**Provided records:**

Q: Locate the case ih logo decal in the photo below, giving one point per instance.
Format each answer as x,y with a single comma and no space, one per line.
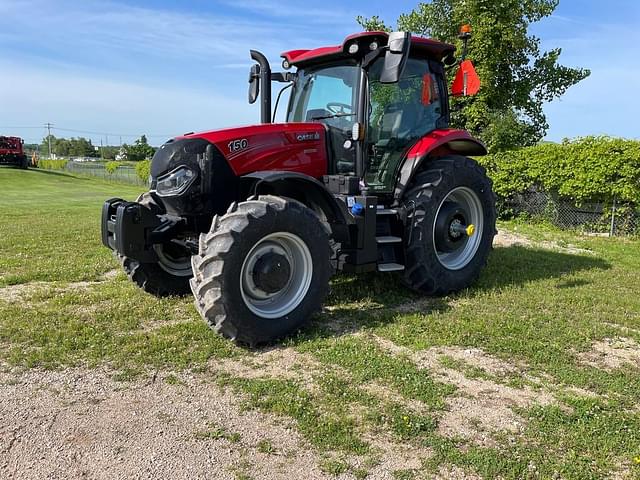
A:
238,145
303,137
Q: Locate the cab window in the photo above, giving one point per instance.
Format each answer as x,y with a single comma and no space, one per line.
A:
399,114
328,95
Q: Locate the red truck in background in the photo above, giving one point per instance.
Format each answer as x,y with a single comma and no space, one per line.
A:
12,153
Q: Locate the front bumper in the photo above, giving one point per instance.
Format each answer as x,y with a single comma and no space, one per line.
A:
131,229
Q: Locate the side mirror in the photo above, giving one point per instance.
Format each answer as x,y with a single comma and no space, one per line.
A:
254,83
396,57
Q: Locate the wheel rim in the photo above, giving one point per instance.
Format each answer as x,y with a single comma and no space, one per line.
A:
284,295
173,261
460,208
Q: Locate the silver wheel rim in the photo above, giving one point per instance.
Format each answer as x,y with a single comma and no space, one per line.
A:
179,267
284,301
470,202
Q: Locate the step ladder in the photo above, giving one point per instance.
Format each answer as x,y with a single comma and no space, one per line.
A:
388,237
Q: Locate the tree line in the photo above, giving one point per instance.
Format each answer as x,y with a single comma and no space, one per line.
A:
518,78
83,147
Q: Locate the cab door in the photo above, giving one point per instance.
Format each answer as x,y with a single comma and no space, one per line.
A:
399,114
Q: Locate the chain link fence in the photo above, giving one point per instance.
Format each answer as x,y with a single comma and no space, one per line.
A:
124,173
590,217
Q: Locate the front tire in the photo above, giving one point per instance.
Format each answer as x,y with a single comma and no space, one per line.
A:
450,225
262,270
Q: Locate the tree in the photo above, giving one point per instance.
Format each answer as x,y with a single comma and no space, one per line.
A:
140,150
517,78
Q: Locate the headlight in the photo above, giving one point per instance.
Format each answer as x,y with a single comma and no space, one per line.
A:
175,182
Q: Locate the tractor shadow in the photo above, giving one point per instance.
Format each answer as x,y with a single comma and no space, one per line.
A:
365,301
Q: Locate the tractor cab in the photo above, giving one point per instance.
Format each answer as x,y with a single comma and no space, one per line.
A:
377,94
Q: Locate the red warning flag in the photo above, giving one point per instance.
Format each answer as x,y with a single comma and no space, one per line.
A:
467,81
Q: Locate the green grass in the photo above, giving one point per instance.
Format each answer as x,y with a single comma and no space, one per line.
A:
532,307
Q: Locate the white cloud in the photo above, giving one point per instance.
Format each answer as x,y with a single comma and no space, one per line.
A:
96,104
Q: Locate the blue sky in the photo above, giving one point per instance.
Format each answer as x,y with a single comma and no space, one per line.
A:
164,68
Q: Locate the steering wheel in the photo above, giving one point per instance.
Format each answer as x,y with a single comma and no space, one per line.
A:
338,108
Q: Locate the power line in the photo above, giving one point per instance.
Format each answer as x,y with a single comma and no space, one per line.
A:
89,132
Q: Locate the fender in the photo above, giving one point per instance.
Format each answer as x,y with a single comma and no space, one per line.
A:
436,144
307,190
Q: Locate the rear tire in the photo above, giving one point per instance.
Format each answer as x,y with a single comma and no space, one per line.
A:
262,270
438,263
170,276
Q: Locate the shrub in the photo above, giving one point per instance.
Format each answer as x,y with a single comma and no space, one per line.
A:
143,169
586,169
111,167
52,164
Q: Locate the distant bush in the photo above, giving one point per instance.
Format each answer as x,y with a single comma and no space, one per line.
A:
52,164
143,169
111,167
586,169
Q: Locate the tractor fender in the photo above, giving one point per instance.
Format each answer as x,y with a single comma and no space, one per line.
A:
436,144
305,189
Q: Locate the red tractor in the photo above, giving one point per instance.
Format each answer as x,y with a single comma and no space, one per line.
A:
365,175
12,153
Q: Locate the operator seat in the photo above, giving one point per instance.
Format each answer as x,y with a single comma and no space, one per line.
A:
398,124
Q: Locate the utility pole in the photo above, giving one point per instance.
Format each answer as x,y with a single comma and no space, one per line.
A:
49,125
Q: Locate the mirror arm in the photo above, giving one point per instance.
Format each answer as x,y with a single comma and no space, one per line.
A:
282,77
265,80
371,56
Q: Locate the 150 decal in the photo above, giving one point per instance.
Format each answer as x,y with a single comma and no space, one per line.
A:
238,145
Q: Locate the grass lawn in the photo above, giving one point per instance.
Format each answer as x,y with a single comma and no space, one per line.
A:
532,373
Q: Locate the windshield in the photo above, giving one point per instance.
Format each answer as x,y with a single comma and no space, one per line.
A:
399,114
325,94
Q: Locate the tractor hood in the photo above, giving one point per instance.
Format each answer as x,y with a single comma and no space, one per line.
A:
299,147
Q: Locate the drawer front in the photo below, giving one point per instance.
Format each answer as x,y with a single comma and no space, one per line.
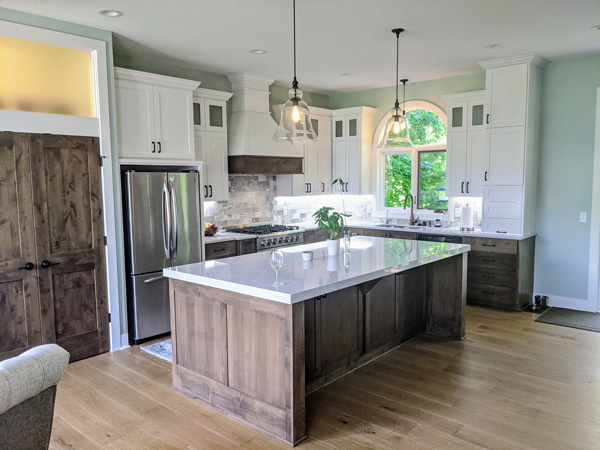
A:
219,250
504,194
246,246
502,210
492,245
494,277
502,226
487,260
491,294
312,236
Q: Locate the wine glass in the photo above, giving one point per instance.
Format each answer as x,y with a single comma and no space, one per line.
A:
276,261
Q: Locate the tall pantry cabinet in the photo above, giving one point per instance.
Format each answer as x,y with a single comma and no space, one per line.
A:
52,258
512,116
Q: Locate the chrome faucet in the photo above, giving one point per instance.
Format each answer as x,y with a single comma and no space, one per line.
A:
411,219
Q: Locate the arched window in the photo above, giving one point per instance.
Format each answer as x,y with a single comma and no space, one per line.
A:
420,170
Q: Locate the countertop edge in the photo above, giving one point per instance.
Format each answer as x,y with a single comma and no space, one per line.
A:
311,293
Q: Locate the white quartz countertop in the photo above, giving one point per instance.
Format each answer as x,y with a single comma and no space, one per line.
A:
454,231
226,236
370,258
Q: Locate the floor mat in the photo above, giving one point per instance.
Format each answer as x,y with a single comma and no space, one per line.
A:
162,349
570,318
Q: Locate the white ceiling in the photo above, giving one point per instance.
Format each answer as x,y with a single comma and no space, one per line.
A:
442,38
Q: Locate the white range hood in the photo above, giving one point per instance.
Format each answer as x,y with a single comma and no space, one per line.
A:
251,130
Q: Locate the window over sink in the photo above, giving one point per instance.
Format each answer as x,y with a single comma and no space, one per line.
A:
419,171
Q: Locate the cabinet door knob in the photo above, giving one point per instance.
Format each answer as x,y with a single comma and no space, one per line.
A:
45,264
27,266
--
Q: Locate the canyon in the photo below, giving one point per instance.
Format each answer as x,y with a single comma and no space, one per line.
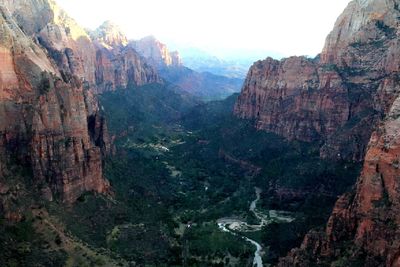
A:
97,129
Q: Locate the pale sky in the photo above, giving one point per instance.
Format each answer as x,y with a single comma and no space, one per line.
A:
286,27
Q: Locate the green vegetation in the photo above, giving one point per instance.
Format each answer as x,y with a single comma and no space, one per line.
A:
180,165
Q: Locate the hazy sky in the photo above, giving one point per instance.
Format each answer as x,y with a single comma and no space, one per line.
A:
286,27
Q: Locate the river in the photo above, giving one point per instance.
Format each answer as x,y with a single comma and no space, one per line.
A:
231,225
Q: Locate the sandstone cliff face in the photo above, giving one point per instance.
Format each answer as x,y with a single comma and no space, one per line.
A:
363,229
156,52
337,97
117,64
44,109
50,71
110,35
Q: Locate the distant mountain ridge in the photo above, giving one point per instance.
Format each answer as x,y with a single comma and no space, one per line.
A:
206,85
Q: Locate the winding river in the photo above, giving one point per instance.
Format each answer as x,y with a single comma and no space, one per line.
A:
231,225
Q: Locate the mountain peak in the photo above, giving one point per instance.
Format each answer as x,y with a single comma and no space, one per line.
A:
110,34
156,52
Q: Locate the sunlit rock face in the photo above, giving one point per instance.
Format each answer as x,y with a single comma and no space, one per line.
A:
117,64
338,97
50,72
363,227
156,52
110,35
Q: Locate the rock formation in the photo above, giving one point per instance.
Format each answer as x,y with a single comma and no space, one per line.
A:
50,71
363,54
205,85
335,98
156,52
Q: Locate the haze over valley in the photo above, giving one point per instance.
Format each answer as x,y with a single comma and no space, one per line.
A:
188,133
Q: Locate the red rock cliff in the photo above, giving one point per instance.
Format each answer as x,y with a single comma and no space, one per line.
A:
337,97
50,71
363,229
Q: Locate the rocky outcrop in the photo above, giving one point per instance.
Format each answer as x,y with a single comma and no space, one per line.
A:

**Problem requirements:** Count the lines of the records that contain the word "tire", and give only the number.

**Written answer:** 2